DOCUMENT SEGMENT:
-- Opening Marker --

Students from low-income backgrounds have often not had exposure to rich vocabulary and the types of social/cultural experiences that their more affluent peers have enjoyed.  They have not had as many opportunities to explore, discover and regulate their own learning.  As anyone who understands early childhood and strong early elementary classrooms knows, this is the prime age at which to allow students to be exposed to these opportunities and develop the emotional, social and self-regulatory behaviors that will serve them well later in school and life.  The remedial instructional model being provided to pre-K and lower elementary students through charter networks disproportionately focuses on “academic” skills in math and literacy at the expense of play-based and unstructured activities that research has shown is critical for young children.

I also strongly believe that remedial instruction is unnecessary for kids as young as three and four.  For the sake of argument, let’s say students from high-needs backgrounds begin preschool “behind” (an issue I will explore in an upcoming post).  Anyone who has spent time with kids this age knows that they are human sponges.  A highly-trained early childhood teacher is well-positioned to ensure that her students are exposed to learning activities that can erase any “gap” within a year or two at most.  If charter networks begin with students as young as three or four, these students should enter kindergarten demonstrating basic academic proficiency.  Even students starting in kindergarten should be able to achieve proficiency within two years.  The bottom line is that the networks should then begin to adopt the student-directed and enquiry-based instructional approaches that are necessary for students to own their learning.  If all goes well, the instructional model that served these charter networks so well in the beginning should become obsolete.

The challenge, of course, is that it is far harder to facilitate students’ learning than it is to deliver learning to students.  Good teachers do the former, but it takes training and practice to master the tools of the craft.  Remember that these charter school networks have built themselves in large part on a supply of teachers who have no training in either human development or pedagogy.  In urban districts like Chicago it is not unusual to have a majority of TFA teachers and alum working in charter networks as opposed to in traditional district schools.  Thus, the networks not only lack the human capital needed to serve their youngest students, their teachers are not prepared to work with older students who do not need to be remediated academically.

I understand the desire of many reformers and charter school network founders to push back at critics whose sole purpose is to attack charter schools and those associated with them.  However, that is not my aim here.  I acknowledge the role these schools played and continue to play in remediating students academically.  However, remediation is an intervention not a policy.  It is the equivalent of providing a heart patient whose heart valves are completely destroyed with heart valve repair surgery.  The surgery is a wonderful and necessary intervention for a needy patient.  However, we would never argue that general health policy should be to provide all patients with heart valve surgery as a default medical approach.

Similarly, we should see college-prep charter models as an example of an intervention that may be useful in remediating students.  At the level of policy, however, the goal should be to provide all students with learning experiences that allow them to grow into self-confident and self-directed learners.  As things stand, it is not clear that the networks can provide what students need after they reach academic proficiency unless they provide their teachers with appropriate training in other instructional approaches.

We must consider these issues as we think about where and how to open and replicate high-performing charter school models.  There should be opportunities to learn about strategies these schools have used to successfully improve basic proficiency levels and adopt these in other schools.  On the other hand, networks leaders should consider the need for their schools to embrace new and different ways of shaping learning for students once the original models have outlived the remedial role they were designed to play.

-- Closing Marker --

DATA TO EXAMINE:
-- Opening Marker --

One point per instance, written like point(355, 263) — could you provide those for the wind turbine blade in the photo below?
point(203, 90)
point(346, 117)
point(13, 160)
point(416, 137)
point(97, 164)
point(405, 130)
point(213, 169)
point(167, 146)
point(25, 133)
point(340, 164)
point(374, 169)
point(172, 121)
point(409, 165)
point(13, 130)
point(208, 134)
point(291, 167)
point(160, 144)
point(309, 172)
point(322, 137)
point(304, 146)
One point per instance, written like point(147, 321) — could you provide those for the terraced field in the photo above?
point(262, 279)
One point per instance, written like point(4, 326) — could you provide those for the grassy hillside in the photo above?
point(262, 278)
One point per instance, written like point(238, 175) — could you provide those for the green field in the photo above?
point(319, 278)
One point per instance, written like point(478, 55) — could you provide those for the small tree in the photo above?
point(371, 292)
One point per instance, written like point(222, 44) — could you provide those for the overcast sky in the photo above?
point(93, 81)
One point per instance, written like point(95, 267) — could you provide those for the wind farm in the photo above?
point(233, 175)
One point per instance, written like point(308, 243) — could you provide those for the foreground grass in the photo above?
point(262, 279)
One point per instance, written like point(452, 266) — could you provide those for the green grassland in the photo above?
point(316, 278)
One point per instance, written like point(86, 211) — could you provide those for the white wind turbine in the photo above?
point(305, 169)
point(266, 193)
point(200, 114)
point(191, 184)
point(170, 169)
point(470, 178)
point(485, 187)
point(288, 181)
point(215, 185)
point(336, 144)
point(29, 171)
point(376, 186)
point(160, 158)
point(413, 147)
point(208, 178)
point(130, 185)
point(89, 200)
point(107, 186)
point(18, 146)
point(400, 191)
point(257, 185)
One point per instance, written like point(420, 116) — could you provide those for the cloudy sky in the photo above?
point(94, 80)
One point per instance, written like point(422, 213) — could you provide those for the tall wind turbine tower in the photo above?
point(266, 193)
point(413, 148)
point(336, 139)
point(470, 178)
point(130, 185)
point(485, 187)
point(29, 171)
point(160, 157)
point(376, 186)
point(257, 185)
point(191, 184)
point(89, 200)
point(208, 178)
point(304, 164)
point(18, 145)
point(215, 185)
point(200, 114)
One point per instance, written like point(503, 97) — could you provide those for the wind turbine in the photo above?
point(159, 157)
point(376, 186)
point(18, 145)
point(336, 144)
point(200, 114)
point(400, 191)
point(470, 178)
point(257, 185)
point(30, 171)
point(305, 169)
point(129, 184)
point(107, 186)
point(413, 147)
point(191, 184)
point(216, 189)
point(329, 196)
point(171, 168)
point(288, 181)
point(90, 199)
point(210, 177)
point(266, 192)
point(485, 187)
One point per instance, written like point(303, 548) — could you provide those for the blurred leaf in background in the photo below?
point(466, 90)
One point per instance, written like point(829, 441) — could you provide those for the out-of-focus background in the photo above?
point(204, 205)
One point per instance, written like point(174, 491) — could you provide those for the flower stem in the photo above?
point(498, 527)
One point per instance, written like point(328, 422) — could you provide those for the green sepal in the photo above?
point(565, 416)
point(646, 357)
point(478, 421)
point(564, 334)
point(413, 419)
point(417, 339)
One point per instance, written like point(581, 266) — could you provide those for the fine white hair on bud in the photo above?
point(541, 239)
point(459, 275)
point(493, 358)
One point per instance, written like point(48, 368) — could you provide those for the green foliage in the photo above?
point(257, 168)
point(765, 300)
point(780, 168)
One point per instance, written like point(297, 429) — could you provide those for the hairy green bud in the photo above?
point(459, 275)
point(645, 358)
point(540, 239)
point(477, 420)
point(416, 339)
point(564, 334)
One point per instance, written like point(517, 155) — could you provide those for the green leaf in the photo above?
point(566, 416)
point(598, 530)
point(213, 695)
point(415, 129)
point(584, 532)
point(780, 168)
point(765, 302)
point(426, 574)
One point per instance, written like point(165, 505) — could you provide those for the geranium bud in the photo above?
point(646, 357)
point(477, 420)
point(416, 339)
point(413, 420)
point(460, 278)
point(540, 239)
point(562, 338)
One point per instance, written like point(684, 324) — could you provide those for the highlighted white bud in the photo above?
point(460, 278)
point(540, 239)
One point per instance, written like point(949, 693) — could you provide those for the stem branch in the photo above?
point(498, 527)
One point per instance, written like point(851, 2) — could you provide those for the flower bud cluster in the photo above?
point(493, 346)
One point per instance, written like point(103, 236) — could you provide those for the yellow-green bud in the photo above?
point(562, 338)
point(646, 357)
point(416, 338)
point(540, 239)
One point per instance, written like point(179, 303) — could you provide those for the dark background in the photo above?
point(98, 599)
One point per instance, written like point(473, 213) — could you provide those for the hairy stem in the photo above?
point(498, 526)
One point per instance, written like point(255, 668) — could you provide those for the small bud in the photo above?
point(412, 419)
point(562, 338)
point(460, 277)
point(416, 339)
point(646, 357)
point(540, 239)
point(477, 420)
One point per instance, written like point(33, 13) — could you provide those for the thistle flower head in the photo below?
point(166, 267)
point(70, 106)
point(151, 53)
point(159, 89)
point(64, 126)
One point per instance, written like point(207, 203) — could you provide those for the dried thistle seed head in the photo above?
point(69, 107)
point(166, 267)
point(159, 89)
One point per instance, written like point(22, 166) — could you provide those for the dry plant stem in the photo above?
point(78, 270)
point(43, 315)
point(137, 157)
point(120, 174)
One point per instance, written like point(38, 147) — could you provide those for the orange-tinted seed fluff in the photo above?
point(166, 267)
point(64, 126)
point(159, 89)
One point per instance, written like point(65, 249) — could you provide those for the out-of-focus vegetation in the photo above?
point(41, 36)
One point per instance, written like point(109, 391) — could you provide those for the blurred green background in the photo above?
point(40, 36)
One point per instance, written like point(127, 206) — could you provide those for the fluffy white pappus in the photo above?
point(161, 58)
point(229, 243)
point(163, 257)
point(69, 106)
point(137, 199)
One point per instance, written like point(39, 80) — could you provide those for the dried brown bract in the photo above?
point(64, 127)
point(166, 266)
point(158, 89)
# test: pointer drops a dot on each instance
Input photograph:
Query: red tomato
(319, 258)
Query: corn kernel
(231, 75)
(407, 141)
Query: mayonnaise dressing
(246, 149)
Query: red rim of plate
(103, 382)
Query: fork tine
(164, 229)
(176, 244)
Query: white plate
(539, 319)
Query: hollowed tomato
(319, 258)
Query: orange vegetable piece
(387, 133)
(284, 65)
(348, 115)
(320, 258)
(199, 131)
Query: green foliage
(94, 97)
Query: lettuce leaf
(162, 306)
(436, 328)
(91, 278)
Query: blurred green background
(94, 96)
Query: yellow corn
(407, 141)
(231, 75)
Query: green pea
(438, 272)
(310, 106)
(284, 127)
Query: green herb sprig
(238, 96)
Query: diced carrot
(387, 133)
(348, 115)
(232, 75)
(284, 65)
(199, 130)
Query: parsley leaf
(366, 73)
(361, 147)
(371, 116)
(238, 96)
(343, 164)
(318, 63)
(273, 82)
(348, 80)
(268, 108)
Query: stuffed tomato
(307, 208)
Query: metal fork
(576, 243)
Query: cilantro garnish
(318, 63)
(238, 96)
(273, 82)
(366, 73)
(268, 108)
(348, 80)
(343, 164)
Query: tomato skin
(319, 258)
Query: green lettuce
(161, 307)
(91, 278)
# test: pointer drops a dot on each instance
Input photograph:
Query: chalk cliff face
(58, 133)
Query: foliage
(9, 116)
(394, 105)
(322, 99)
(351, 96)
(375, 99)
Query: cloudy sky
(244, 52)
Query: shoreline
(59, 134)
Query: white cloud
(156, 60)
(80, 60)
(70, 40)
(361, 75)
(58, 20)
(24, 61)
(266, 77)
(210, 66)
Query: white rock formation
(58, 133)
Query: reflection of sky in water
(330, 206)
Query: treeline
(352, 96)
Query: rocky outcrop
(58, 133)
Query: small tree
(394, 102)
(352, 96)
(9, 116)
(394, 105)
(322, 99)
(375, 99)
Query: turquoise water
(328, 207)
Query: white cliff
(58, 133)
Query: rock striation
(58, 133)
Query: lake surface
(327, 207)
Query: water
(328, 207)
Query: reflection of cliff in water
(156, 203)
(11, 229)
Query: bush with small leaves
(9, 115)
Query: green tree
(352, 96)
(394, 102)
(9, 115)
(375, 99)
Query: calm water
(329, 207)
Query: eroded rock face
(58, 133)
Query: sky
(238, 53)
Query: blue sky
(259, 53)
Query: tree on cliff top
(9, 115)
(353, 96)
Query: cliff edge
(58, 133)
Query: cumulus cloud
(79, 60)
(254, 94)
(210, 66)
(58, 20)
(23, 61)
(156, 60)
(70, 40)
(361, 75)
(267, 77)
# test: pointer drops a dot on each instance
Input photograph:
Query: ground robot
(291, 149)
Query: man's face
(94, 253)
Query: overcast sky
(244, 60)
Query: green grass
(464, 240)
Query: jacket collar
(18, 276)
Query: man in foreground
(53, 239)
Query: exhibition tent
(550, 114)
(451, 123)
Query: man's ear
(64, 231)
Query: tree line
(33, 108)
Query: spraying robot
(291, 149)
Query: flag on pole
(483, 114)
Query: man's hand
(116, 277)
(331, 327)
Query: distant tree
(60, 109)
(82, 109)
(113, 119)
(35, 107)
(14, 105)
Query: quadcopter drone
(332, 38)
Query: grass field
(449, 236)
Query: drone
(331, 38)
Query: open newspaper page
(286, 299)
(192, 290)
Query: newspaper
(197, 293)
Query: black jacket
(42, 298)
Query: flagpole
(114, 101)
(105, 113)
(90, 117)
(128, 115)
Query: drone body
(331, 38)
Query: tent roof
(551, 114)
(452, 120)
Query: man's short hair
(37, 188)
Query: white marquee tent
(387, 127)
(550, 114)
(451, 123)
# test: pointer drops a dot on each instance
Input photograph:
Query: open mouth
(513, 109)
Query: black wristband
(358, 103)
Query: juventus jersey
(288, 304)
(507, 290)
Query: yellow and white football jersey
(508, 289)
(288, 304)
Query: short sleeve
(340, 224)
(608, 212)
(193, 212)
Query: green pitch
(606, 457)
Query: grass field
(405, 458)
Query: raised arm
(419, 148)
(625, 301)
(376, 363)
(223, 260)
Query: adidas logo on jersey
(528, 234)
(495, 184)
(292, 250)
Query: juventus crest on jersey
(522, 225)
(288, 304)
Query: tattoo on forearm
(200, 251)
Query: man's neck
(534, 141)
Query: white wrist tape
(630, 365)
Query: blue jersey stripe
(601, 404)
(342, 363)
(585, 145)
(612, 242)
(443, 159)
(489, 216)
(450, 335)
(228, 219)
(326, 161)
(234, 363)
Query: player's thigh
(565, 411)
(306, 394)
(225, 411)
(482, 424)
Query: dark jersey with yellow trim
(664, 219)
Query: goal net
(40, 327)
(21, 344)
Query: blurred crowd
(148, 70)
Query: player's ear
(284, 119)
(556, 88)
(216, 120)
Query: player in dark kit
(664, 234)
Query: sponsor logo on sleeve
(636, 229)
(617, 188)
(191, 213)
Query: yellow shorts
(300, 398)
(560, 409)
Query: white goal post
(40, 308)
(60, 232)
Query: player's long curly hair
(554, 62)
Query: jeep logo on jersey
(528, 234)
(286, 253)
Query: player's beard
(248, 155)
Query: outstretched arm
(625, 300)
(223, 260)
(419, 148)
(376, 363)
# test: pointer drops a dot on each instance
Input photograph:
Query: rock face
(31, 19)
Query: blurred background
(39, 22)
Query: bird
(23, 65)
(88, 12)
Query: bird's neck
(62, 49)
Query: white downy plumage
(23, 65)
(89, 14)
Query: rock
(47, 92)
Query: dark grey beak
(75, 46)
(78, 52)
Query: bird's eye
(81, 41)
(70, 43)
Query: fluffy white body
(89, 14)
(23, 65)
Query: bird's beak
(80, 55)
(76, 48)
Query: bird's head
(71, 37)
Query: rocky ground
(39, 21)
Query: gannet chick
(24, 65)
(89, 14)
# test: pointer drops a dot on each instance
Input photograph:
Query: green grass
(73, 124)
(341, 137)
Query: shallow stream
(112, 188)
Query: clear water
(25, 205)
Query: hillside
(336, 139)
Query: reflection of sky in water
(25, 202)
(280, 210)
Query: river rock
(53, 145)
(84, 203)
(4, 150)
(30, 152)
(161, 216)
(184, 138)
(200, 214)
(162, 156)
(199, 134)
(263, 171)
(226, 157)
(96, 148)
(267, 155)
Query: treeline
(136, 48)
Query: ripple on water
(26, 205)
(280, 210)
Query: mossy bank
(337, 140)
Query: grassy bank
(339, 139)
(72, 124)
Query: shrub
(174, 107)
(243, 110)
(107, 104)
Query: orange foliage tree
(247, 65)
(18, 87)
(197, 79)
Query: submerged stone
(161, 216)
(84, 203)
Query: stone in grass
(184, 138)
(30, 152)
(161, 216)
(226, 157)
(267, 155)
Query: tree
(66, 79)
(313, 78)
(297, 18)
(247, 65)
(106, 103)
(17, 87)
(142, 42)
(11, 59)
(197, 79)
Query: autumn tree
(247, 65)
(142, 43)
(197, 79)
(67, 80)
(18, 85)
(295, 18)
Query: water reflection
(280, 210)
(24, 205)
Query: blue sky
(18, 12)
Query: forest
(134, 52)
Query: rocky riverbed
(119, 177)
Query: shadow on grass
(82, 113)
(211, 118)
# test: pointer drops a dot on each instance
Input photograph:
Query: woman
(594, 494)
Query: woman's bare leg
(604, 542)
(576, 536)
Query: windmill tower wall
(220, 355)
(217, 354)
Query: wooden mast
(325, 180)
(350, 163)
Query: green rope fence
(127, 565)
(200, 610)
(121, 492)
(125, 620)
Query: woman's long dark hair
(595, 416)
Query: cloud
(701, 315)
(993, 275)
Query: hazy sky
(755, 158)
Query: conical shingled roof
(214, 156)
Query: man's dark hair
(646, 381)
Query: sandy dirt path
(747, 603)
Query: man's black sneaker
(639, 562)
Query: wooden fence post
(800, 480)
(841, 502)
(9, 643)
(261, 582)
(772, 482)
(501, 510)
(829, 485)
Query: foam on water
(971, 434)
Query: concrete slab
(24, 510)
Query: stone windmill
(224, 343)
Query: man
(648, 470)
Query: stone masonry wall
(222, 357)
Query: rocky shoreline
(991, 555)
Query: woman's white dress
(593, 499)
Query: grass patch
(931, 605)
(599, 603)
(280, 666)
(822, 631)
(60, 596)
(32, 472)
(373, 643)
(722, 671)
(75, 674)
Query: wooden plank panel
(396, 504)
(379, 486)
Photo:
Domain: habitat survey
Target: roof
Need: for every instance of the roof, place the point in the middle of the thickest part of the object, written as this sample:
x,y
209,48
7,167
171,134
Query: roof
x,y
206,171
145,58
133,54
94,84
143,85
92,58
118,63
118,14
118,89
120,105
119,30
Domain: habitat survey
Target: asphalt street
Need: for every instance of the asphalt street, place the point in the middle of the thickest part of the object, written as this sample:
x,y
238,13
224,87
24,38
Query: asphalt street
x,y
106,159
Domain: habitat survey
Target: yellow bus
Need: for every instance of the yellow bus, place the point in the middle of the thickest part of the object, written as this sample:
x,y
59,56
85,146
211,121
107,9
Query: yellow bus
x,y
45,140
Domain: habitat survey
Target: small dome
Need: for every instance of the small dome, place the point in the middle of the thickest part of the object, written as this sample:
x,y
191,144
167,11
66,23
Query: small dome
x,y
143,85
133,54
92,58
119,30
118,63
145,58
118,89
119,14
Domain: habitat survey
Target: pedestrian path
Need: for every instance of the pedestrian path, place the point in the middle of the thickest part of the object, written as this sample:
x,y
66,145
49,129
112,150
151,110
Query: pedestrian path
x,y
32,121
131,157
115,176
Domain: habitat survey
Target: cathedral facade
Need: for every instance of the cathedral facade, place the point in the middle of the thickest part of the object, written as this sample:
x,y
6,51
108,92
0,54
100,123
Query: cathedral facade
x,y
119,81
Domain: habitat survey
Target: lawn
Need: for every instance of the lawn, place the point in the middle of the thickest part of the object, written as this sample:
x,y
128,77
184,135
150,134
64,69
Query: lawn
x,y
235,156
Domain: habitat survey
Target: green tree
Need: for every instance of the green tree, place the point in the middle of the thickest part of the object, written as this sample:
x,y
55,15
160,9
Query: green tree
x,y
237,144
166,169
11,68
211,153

-- Closing Marker --

WHAT NEEDS TO BE DONE: According to the charter school passage, if remediation is not a policy, what is it? Answer from the charter school passage alone.

YOUR RESPONSE: An intervention.